Excerpted passage =>
────────────────────────────────────────

Narine LalafaryanThe Faculty warmly welcomes the announcement that PhD candidate Narine Lalafaryan has won the prestigious 2021 Best Paper Prize award of the Society of Legal Scholar’s Annual Conference, for her working paper 'Orchestrating Finance with Material Adverse Changes'.

Narine (Sidney Sussex College) is a PhD candidate in financial law, a Hogan Lovells Scholar, and Life Member of Clare Hall College.

The Society of Legal Scholars' selection panel for the 2021 Best Paper Prize comprised:

  • Professor Catharine MacMillan (King’s College London), President of the Society 2021/22
  • Natalie Wortley (Northumbria University), Acting Subject Sections Secretary
  • John Pearson (Manchester Metropolitan University), nominee of the editors of Legal Studies

The panel said they were "...impressed with the originality and reach of Narine’s paper, which they felt makes an important contribution to scholarship in the field".

Responding to her award, Narine said "I am honoured and excited to receive the SLS 2021 Best Paper Prize award. I would especially like to thank my PhD supervisor Dr Felix Steffek for his unparalleled mentorship, encouragement, and constructive feedback throughout my doctorate studies. I am also grateful for the support that I received as a Cambridge doctoral student to Harvard Law School (2021) and the Max Planck Institute for Comparative and International Private Law (Hamburg) (2019), where the research for a chapter of my doctoral dissertation, forming the initial basis of this paper, was conducted. I would also like to thank Hogan Lovells LLP in partnership with the Cambridge Law Faculty for its generous support of my doctoral studies. All the views expressed in the paper are mine alone and do not necessarily reflect that of Hogan Lovells LLP".

────────────────────────────────────────

Record extracts =>

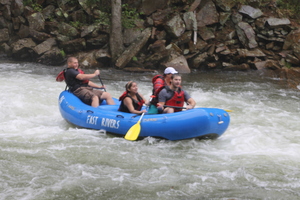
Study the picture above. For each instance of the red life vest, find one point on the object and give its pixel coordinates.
(158, 82)
(136, 104)
(176, 100)
(61, 76)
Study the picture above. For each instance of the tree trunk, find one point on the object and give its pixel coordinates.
(116, 37)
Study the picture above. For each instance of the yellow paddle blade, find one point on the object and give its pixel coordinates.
(133, 132)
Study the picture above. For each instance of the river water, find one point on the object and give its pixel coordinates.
(44, 157)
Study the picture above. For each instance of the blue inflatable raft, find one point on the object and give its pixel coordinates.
(202, 123)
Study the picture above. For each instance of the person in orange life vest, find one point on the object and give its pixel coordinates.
(80, 85)
(159, 82)
(131, 100)
(173, 95)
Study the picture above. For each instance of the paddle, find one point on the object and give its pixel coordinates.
(134, 131)
(185, 108)
(101, 82)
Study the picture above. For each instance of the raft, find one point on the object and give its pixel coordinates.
(202, 123)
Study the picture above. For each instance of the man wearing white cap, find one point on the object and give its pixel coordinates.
(159, 82)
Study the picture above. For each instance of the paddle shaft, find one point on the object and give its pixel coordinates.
(134, 132)
(185, 108)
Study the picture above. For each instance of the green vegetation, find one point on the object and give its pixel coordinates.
(33, 4)
(76, 24)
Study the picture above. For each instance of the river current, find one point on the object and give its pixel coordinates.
(42, 157)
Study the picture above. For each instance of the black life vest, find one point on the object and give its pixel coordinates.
(176, 100)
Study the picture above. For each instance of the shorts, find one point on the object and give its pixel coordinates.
(85, 94)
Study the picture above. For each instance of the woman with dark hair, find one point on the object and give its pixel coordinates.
(131, 100)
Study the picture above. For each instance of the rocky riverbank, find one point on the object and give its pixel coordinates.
(202, 35)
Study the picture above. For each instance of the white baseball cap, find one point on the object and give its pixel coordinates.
(170, 70)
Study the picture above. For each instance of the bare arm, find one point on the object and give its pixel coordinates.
(191, 103)
(94, 85)
(87, 76)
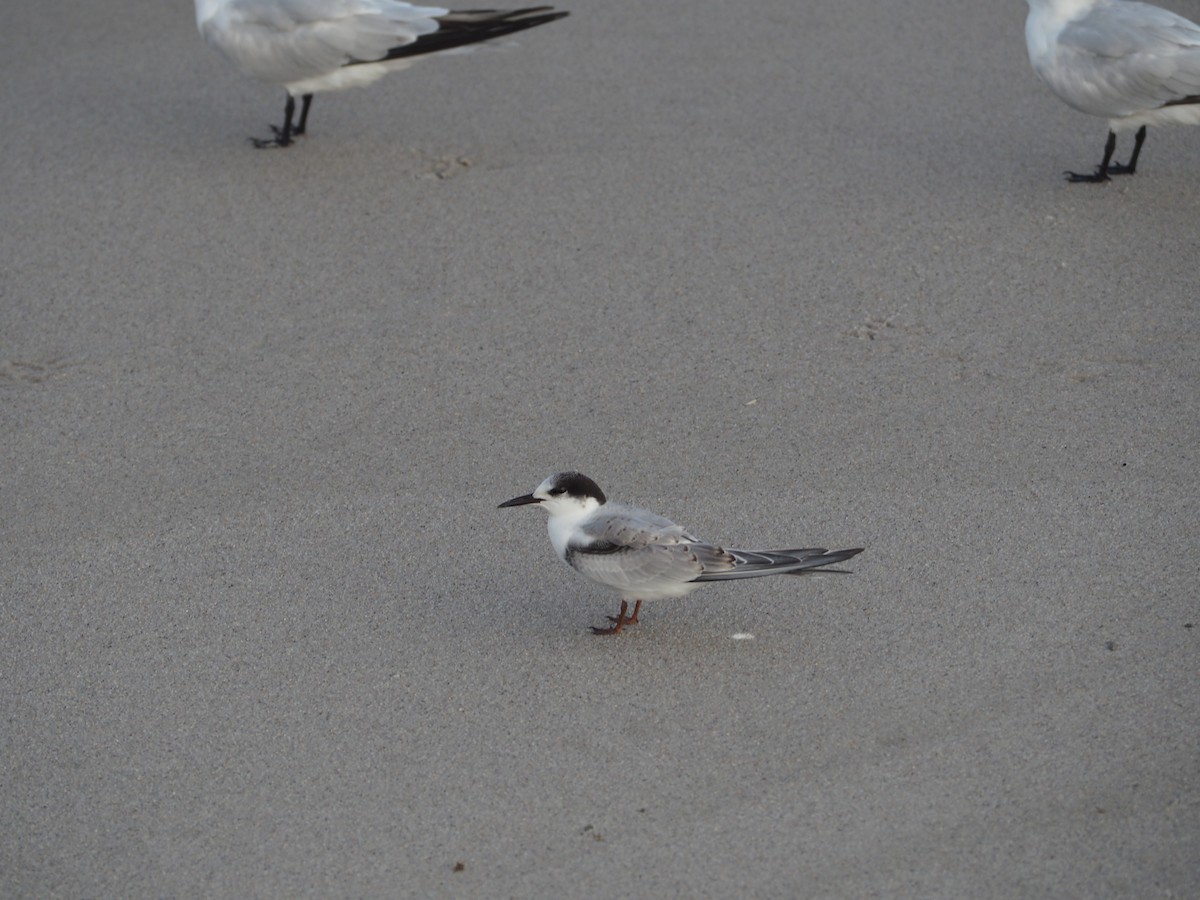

────────────────────────────────────────

Work instructions =>
1) In the Best Paper Prize announcement:
(a) What is the title of the winning paper?
(b) Which university is Natalie Wortley from?
(c) Who was Narine's PhD supervisor?
2) According to the Best Paper Prize announcement, why does Narine thank Harvard Law School and the Max Planck Institute for Comparative and International Private Law? Answer in one to three sentences.
3) Write the next part of the Best Paper Prize announcement, picking up after its last sentence.

Results of the tasks =>
1)
(a) 'Orchestrating Finance with Material Adverse Changes'
(b) Northumbria University
(c) Dr Felix Steffek

2) Narine received support as a Cambridge doctoral student to Harvard Law School in 2021 and to the Max Planck Institute in Hamburg in 2019. The research for a chapter of her doctoral dissertation was conducted there, and that chapter formed the initial basis of the prize-winning paper.

3)
Narine's law and economics paper is the first to investigate the pre-contractual (“ex-ante”) and contractual (“ex-post”) protection of lenders and borrowers in commercial debt financing agreements by way of Material Adverse Change/Effect (“MAC”) clauses. It proposes a novel Multifunctional Effects Approach of MAC clauses in debt finance. The paper aims to explain why the commercial parties attach high importance to the vague and uncertain MAC clauses in debt financing agreements but hardly rely on them. First, the paper argues that apart from acceleration of the credit facilities, MAC clauses have various beneficial effects. They include screening and signalling effects. Second, MAC clauses should be regarded not only as mechanisms to solve information asymmetry. They can also have the following effects: improving governance, decoupling debt, providing restructuring impulses, countering uncertainty, contributing to the information sharing regime. From a functional perspective, potentially MAC clauses also have the effect of a penalty default rule.

The need for such research is emphasised by the fact that major financing agreements have an immediate impact not only on the contracting parties but also the other market participants, employees, customers, and society. The importance of studying these effects of MAC clauses in debt finance is further reinforced by the COVID-19- driven crisis, that, at the same time as emphasising the significance of this research, provides a variety of cases and extensive data for analysis.